COMPITI ED ESERCIZI:
1 – Nel racconto della visita al cimitero, con che cosa i bambini costruivano le fiaccole?
2 – Dal racconto della visita al cimitero, estrai il passo che va da "Ricordo che mia" a "del parente suo.".

TESTO CITATO:

◇ ◇ ◇ ◇ ◇

Una mattina al cimitero, tra ricordi e speranze...


 

- di Giuseppe Lalli -

 


Potrà suonare strano, ma quando frequentavo le scuole elementari, per noi bambini, la visita al cimitero, la sera di Ognissanti, aveva il sapore di una piccola festa.
Dopo cena, muniti di candele e lumini acquistati nei giorni precedenti, ci recavamo a rendere omaggio ai nostri morti.
Ricordo che mia nonna, prima che io e mia madre lasciassimo la soglia di casa, ci ricordava tutte le tombe dei parenti, dai più stretti ai più lontani. Ma a me parevano tutti uguali... Una volta arrivati, il camposanto mi appariva illuminato a giorno, tante erano le candele che ardevano sulla nuda terra, giacché a quel tempo i loculi erano pochi e le lapidi la stragrande maggioranza. Dappertutto si avvertiva un crepitìo di fiammelle mosse dal vento e uno scolar di cera. L'atmosfera non sembrava triste, e il sorriso dei saluti, mescolandosi talora con una lacrima, raddolciva il pianto. Non mancava, per la verità, qualche scena di sapore un po' comico. Ricordo che un uomo, all'apparenza senza età, da tutti conosciuto per un tipo a dir poco originale, prendeva le candele delle tombe vicine e le metteva sulla tomba del parente suo.
Appena intuivo che la visita volgeva al termine, raggiungevo i miei compagni di età fuori del cancello del cimitero e insieme ci fabbricavamo artigianalmente delle fiaccole avvolgendo la cera con il cartone spesso dei pacchi delle candele. Correvamo allegri e rumorosi, tenendo le fiaccole in mano, fino a quando i genitori non ci chiamavano per tornare a casa. Il gioco riprendeva il giorno successivo, dopo la celebrazione della Messa nella piccola cappella dentro il camposanto.

◇ ◇ ◇ ◇ ◇

ELENCO DEI DATI:
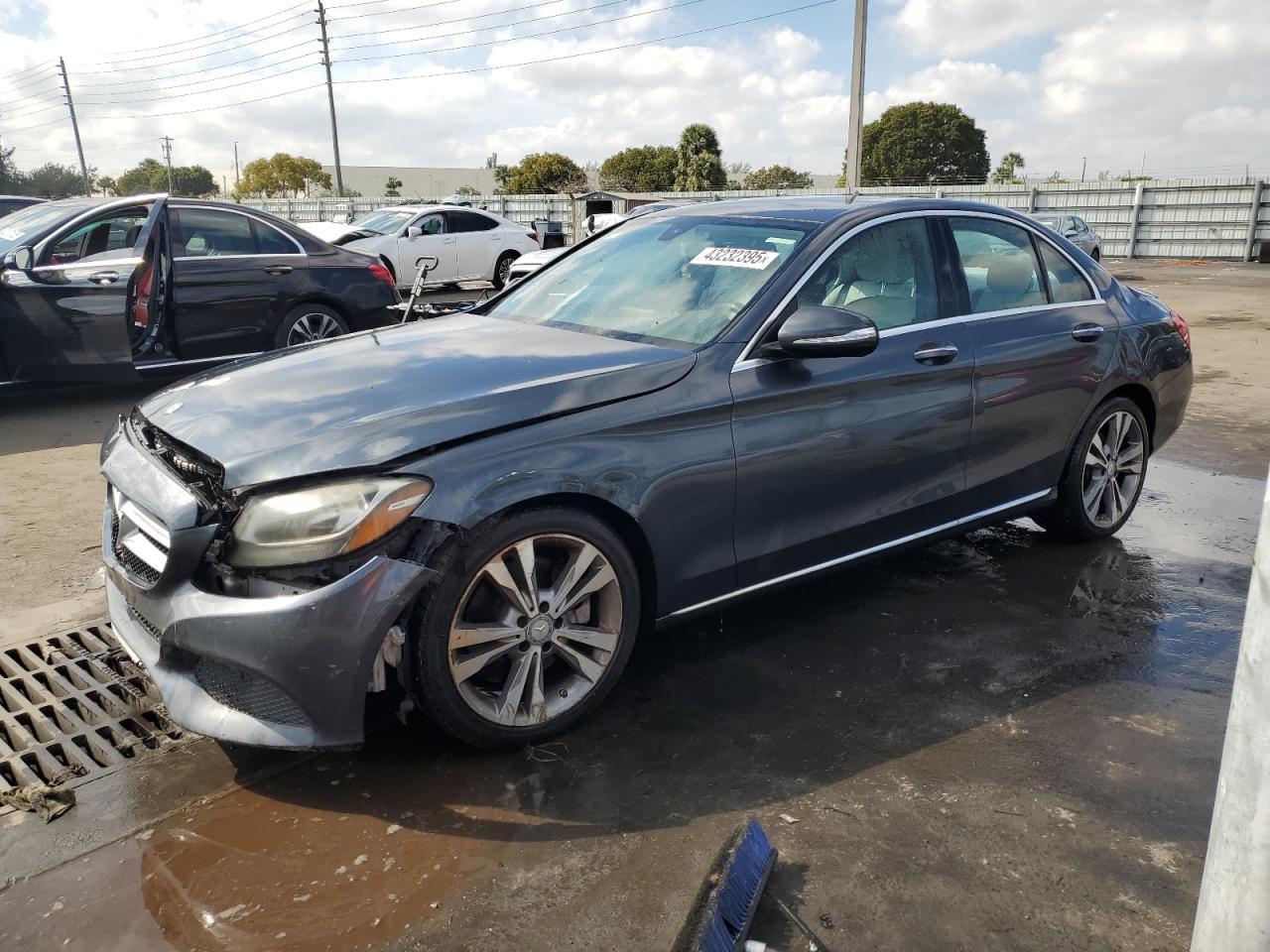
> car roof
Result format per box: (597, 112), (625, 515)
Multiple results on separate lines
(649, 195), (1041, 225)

◇ ◇ ◇ ◇ ◇

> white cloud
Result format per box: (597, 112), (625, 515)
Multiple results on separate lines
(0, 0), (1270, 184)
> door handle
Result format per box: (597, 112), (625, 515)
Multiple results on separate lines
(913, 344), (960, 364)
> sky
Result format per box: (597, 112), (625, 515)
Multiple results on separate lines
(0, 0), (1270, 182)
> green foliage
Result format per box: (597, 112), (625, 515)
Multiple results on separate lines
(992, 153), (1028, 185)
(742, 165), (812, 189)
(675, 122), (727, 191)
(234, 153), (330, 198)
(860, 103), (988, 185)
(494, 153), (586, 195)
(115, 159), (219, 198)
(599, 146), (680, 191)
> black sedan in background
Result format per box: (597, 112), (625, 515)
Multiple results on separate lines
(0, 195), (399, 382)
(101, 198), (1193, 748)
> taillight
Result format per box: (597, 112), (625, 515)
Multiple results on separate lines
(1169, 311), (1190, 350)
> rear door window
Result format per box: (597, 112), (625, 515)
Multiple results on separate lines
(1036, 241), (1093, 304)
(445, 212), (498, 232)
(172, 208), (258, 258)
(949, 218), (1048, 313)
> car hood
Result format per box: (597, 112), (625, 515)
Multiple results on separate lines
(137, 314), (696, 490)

◇ ◇ ◇ ◇ ◇

RISPOSTE AI COMPITI:
1 – Avvolgendo la cera con il cartone spesso dei pacchi delle candele.

2 –
Ricordo che mia nonna, prima che io e mia madre lasciassimo la soglia di casa, ci ricordava tutte le tombe dei parenti, dai più stretti ai più lontani. Ma a me parevano tutti uguali... Una volta arrivati, il camposanto mi appariva illuminato a giorno, tante erano le candele che ardevano sulla nuda terra, giacché a quel tempo i loculi erano pochi e le lapidi la stragrande maggioranza. Dappertutto si avvertiva un crepitìo di fiammelle mosse dal vento e uno scolar di cera. L'atmosfera non sembrava triste, e il sorriso dei saluti, mescolandosi talora con una lacrima, raddolciva il pianto. Non mancava, per la verità, qualche scena di sapore un po' comico. Ricordo che un uomo, all'apparenza senza età, da tutti conosciuto per un tipo a dir poco originale, prendeva le candele delle tombe vicine e le metteva sulla tomba del parente suo.